→ INFORMATION SUPPLIED:
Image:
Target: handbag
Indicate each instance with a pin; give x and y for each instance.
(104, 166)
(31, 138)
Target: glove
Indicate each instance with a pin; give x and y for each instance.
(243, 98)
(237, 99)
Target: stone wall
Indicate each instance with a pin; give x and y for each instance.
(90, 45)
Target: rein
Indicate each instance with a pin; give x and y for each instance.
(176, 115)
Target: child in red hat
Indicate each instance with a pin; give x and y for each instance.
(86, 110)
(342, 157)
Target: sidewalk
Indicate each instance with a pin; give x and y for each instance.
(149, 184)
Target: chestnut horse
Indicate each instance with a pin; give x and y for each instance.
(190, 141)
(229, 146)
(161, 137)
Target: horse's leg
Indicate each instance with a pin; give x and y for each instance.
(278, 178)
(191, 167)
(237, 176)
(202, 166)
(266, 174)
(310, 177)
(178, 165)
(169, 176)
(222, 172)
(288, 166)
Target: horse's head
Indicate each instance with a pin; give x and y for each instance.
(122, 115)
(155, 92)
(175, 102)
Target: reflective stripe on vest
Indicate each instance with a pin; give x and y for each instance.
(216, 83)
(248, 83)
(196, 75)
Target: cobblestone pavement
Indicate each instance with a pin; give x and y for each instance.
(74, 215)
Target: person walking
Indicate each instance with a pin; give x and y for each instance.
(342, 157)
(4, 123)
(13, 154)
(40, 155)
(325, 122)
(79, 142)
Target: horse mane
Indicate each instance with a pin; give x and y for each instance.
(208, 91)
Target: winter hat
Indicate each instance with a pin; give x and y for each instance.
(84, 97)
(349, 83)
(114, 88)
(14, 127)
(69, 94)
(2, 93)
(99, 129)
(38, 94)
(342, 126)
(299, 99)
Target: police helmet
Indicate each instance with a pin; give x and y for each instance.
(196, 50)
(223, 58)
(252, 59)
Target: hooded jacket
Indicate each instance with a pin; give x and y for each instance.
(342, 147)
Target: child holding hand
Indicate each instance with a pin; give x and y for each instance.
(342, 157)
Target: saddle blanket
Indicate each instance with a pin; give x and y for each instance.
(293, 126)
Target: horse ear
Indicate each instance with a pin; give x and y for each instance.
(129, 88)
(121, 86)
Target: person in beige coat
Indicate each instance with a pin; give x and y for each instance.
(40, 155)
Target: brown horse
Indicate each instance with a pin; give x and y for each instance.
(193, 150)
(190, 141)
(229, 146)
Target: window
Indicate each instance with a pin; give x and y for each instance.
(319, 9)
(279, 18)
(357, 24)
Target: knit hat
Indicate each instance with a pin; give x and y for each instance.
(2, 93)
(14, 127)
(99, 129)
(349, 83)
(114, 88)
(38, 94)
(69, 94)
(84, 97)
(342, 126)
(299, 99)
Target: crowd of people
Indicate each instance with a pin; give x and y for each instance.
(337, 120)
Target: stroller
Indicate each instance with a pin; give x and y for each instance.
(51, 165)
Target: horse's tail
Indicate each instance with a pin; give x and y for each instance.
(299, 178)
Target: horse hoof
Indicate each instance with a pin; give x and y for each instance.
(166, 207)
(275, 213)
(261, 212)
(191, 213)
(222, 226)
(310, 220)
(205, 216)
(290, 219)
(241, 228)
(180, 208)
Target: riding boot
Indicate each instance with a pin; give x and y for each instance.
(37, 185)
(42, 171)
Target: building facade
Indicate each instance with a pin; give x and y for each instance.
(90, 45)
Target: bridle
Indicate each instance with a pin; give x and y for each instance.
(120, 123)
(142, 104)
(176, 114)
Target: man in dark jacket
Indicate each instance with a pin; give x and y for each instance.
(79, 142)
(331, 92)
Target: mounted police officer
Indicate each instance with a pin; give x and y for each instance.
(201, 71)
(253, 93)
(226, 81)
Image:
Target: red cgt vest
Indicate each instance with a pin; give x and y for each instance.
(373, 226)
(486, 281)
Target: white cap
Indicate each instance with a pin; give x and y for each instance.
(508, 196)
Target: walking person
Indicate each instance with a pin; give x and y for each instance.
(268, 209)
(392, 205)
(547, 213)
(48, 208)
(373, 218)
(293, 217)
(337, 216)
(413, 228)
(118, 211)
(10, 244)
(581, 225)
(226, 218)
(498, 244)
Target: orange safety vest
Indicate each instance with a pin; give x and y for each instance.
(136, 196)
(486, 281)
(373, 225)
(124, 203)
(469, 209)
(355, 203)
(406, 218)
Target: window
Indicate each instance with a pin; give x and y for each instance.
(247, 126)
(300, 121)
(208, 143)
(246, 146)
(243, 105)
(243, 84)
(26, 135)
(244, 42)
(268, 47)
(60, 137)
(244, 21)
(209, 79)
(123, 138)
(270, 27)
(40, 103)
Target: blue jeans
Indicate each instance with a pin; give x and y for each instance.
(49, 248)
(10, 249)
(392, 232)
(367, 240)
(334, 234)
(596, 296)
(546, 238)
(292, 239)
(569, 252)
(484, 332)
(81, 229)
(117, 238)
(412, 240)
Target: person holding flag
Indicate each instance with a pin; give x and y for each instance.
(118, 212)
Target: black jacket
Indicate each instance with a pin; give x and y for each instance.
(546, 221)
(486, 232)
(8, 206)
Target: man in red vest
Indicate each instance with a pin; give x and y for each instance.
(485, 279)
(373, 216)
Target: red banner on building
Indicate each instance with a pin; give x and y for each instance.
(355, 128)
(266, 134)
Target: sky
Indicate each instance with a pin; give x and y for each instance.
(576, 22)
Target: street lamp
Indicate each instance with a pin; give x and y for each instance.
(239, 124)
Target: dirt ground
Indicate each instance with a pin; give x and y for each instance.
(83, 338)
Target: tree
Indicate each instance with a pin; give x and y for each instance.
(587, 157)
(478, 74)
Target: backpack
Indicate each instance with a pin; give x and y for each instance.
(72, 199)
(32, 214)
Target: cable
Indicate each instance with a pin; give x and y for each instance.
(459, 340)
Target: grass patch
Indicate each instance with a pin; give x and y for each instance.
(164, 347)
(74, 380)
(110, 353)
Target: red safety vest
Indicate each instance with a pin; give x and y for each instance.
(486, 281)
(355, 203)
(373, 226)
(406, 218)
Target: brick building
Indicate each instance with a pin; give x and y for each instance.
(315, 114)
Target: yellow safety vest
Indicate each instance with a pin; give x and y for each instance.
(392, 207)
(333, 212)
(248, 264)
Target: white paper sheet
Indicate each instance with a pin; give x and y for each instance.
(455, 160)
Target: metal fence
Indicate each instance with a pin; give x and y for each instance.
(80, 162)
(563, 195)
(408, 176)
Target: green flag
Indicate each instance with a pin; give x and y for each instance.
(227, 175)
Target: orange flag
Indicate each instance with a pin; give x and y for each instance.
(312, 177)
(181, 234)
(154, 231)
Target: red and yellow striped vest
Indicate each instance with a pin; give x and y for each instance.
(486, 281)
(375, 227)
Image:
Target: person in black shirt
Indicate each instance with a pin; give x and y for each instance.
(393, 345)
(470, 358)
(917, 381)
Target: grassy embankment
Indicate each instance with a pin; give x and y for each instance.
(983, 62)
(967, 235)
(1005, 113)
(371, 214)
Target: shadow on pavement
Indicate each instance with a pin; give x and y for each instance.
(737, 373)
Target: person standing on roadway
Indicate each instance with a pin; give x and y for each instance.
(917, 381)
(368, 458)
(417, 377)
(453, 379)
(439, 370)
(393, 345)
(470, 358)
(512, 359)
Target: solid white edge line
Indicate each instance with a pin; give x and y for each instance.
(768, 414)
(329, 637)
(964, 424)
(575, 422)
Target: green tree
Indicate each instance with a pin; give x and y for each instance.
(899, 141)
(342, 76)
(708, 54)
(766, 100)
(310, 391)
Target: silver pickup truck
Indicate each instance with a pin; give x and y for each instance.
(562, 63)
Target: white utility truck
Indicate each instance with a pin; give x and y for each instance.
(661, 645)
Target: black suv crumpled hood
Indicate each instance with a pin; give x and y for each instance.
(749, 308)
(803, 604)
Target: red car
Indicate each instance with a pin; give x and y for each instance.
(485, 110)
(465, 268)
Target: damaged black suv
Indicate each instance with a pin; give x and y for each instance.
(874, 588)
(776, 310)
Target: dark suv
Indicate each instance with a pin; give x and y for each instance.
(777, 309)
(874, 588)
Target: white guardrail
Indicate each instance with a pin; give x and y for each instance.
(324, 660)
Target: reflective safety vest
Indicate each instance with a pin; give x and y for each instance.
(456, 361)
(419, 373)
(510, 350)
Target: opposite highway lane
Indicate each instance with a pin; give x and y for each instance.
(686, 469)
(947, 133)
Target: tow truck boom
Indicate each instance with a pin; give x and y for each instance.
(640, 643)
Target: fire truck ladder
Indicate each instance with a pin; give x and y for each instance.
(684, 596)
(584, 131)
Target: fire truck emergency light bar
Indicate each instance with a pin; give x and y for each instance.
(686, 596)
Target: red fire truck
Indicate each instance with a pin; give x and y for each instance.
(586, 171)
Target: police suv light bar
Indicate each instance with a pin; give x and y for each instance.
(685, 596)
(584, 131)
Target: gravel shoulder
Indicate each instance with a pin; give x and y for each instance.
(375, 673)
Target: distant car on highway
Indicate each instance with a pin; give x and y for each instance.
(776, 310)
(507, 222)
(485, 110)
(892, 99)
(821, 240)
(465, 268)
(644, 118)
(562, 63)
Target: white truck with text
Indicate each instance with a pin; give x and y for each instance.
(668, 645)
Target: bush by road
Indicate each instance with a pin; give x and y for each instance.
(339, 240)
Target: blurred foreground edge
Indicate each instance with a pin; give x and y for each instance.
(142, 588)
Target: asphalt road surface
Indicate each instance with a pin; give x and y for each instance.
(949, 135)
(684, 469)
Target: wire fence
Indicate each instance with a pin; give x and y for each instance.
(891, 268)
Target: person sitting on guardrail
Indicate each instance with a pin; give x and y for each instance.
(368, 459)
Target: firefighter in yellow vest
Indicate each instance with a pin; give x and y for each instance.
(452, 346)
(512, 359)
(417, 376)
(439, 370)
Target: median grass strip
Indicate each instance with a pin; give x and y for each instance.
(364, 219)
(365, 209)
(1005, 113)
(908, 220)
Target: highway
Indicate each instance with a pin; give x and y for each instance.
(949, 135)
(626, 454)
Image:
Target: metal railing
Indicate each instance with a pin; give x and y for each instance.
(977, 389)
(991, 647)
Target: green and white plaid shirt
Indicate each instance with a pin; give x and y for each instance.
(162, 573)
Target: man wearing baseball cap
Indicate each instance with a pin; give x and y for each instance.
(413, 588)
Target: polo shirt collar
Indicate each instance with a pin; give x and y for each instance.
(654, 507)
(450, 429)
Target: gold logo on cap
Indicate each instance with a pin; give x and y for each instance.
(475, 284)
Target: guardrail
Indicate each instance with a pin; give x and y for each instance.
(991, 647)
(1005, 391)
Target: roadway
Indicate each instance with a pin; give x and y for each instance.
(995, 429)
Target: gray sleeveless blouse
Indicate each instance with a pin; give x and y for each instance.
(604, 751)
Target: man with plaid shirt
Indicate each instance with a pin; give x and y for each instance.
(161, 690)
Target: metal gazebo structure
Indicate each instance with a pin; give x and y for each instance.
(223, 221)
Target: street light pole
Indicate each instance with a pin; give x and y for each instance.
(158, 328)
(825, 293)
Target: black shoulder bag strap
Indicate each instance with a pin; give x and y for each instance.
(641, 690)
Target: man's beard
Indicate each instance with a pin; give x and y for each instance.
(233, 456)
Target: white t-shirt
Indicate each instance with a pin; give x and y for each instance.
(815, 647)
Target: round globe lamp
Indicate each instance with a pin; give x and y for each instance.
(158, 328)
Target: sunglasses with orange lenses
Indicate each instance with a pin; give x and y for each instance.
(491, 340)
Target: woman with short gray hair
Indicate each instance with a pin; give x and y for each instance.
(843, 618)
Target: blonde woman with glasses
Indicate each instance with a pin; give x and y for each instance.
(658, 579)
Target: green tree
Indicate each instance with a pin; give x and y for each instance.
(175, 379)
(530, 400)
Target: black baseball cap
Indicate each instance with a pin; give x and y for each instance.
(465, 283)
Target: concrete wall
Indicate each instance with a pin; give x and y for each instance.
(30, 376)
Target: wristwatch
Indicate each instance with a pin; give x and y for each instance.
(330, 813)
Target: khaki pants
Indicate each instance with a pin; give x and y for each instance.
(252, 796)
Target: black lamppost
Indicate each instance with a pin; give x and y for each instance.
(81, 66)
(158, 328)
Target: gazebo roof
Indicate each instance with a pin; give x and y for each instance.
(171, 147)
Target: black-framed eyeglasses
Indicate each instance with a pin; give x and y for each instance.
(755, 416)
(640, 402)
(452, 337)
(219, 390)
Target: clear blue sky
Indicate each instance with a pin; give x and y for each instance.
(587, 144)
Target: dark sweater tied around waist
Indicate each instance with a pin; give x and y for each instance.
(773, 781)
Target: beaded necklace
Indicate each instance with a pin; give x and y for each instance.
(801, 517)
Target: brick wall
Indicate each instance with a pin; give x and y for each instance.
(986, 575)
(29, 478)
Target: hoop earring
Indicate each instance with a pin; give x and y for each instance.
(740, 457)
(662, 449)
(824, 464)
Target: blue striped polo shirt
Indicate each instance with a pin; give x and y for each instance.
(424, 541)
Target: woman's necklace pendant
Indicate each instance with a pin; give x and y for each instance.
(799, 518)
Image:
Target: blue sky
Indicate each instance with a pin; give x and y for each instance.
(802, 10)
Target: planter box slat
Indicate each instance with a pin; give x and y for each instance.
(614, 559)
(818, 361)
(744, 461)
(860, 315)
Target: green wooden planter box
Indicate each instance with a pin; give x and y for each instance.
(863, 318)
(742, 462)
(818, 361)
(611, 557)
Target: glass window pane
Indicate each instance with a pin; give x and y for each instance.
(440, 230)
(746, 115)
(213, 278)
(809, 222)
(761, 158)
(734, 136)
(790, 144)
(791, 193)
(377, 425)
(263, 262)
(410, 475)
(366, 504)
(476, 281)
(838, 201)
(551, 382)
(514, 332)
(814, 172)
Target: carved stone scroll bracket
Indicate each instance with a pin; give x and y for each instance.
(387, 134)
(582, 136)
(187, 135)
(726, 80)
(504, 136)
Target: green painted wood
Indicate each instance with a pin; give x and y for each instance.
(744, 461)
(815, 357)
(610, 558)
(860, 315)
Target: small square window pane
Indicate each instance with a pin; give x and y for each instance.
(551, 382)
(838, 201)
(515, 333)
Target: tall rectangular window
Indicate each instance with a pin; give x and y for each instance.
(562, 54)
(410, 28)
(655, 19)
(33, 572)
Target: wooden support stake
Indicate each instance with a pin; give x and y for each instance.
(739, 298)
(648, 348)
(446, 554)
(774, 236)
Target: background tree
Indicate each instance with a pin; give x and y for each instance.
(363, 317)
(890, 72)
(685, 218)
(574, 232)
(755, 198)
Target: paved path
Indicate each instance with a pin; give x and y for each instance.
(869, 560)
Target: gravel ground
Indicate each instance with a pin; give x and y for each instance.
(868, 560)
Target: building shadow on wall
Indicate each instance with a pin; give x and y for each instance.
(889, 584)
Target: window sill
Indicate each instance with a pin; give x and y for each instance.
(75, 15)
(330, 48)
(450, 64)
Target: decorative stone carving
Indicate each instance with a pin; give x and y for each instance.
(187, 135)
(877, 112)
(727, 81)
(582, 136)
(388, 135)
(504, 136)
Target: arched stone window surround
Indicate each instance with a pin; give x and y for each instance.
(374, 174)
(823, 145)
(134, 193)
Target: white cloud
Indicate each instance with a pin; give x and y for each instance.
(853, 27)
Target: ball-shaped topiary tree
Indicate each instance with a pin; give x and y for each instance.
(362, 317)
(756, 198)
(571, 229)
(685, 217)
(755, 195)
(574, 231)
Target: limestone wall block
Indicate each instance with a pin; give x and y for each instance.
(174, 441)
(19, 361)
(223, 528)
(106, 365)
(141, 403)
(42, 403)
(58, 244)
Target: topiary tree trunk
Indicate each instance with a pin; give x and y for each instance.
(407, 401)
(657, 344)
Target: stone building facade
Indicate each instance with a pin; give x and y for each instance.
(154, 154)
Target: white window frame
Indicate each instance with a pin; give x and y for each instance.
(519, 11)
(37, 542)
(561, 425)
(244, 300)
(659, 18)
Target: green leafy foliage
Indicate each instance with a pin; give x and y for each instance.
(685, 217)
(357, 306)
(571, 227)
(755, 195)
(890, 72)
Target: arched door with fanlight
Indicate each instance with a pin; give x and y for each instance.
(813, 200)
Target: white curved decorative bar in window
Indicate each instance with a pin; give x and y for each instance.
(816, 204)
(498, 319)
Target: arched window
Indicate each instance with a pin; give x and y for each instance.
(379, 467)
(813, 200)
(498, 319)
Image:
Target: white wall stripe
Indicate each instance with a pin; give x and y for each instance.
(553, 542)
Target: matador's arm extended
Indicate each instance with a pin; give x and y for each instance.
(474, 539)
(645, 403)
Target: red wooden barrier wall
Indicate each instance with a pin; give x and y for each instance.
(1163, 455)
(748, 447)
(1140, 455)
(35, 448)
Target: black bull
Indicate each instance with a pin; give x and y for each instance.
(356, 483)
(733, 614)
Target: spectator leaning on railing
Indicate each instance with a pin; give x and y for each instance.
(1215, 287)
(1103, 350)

→ TASK:
All lines from the one with "Target: decorative stone carving" through the final line above are to be quoted exactly; quote no other line.

→ EXERCISE OUTPUT:
Target: decorative stone carving
Indicate each instance with a pin; give x and y for each instance.
(187, 135)
(877, 112)
(727, 81)
(582, 136)
(388, 135)
(504, 136)
Target: arched stone window surround
Indicate each instance with a pin; give x and y for each instance.
(374, 174)
(823, 145)
(134, 193)
Target: white cloud
Indicate each instance with a pin; give x and y for each instance.
(853, 27)
Target: ball-shaped topiary tree
Indicate each instance with a pin; give x and y for each instance.
(362, 317)
(756, 198)
(571, 229)
(685, 217)
(755, 195)
(574, 231)
Target: limestone wall block
Indicate each instance with a pin; give x and y for each instance.
(174, 441)
(19, 361)
(223, 528)
(106, 365)
(141, 403)
(42, 403)
(58, 244)
Target: topiary tree trunk
Indicate each instance with a pin; give x and y for each instance.
(407, 401)
(657, 344)
Target: stone building facade
Indicate each instance with a pin; give x and y for each instance.
(154, 154)
Target: white window frame
Indicate each instance with a pin; give x and y for each instance.
(519, 11)
(37, 542)
(561, 425)
(244, 300)
(659, 18)
Target: green leafy foliage
Indicate each instance with a pin; give x and y for each instance.
(685, 217)
(357, 306)
(571, 227)
(755, 195)
(890, 72)
Target: arched door with fanlight
Indicate each instance with a pin; give x and y for each instance.
(813, 200)
Target: white curved decorative bar in window
Indicate each instance with a pin; give x and y for each instance.
(816, 204)
(498, 319)
Target: arched window
Indicate each instance with a pin; give x and y for each instance.
(379, 467)
(813, 200)
(498, 319)
Image:
Target: white wall stripe
Indicate each instance with a pin; give x and y for each instance.
(553, 542)
Target: matador's arm extended
Indicate each instance with a pin; give x and y for each instance.
(474, 539)
(645, 403)
Target: red wooden barrier wall
Indicate each instance with a pin; give x and y for each instance.
(1163, 455)
(748, 447)
(1140, 455)
(35, 448)
Target: black bull
Indicate each instance with a pin; give x and y for each instance.
(356, 483)
(733, 614)
Target: spectator leaning on railing
Indicate each instance with a pin; give x and y for each instance.
(1215, 287)
(1103, 350)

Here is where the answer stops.